What this task involves. Nothing in the records below may change; print them all exactly.

[Opening Data section]

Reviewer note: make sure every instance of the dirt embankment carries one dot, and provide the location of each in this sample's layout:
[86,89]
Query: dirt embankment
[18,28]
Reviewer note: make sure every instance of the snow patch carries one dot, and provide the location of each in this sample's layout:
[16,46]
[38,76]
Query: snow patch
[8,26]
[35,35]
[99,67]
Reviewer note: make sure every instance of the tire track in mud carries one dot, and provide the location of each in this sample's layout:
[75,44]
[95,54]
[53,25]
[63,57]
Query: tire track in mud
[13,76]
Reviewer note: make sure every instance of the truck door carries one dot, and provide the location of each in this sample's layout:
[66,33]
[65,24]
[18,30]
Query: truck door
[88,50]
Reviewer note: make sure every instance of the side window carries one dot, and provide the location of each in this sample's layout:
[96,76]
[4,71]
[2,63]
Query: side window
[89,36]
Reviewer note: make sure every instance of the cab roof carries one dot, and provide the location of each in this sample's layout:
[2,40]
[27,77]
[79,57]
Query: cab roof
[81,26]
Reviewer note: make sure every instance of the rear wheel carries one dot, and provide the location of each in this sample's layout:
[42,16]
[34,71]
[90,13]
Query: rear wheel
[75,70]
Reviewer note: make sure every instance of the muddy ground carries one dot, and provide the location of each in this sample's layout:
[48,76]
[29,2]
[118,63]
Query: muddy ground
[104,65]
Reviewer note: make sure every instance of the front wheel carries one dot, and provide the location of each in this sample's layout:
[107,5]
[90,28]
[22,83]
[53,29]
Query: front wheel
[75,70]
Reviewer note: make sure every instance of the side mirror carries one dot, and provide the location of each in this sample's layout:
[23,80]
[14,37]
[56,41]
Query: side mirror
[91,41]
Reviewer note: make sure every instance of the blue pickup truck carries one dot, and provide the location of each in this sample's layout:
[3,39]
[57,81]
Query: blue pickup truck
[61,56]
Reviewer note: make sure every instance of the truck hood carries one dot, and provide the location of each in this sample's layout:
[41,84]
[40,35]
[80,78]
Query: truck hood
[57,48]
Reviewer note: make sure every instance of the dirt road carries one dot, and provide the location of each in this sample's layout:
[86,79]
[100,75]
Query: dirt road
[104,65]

[Closing Data section]

Exercise result.
Reviewer note: make sure every instance of the dirt embankment carries one dot, and provide the location of each in this sample's layout:
[86,89]
Query: dirt embankment
[18,28]
Reviewer note: make sure every instance of the snow patch carries one dot, and provide the location of each in this sample's layout:
[16,46]
[38,76]
Query: snow patch
[8,26]
[35,35]
[99,67]
Reviewer note: make sure every instance of the tire track in mud carries one dot, and provide the location of each in this sample's layout:
[75,44]
[95,54]
[53,25]
[63,57]
Query: tire track in mud
[13,76]
Reviewer note: make sure every instance of the truck door carries one dot, and provide the location of each in this sample's layout:
[66,33]
[65,24]
[18,30]
Query: truck door
[88,50]
Reviewer note: make sure every instance of the side window carries one dot, and provide the location of each in this sample's layout:
[96,76]
[4,71]
[2,63]
Query: side window
[89,36]
Reviewer note: make sure every instance of the cab roof carries one dot, and provide the location of each in this sample's layout:
[2,40]
[27,77]
[79,57]
Query: cab roof
[81,26]
Reviewer note: make sure every instance of the rear wheel carries one dot, and provide the location of each in this sample's layout:
[42,16]
[34,71]
[90,13]
Query: rear wheel
[75,70]
Reviewer note: make sure every instance of the muddy ground carries one dot, and provide the location of each in this sample's layout:
[48,76]
[29,2]
[118,63]
Query: muddy ground
[104,65]
Reviewer note: make sure every instance of the front wheel carries one dot, and provide the location of each in this sample's layout:
[107,5]
[90,28]
[22,83]
[53,29]
Query: front wheel
[75,70]
Reviewer note: make sure every instance of the side mirror carries one dot, and provide the location of each in this sample's layout:
[23,80]
[14,37]
[56,41]
Query: side mirror
[91,41]
Reviewer note: make sure every instance of the blue pickup truck carries one dot, and provide the location of each in this sample's layout:
[3,39]
[57,81]
Query: blue pickup truck
[61,56]
Reviewer note: make sure every instance of the truck hood carries one dot, and provide the location of each in this sample's layout:
[41,84]
[40,35]
[80,78]
Query: truck hood
[57,48]
Reviewer note: make sure every instance of the dirt road carries one dot, and provide the location of each in this sample's layout:
[86,79]
[100,75]
Query: dirt road
[104,65]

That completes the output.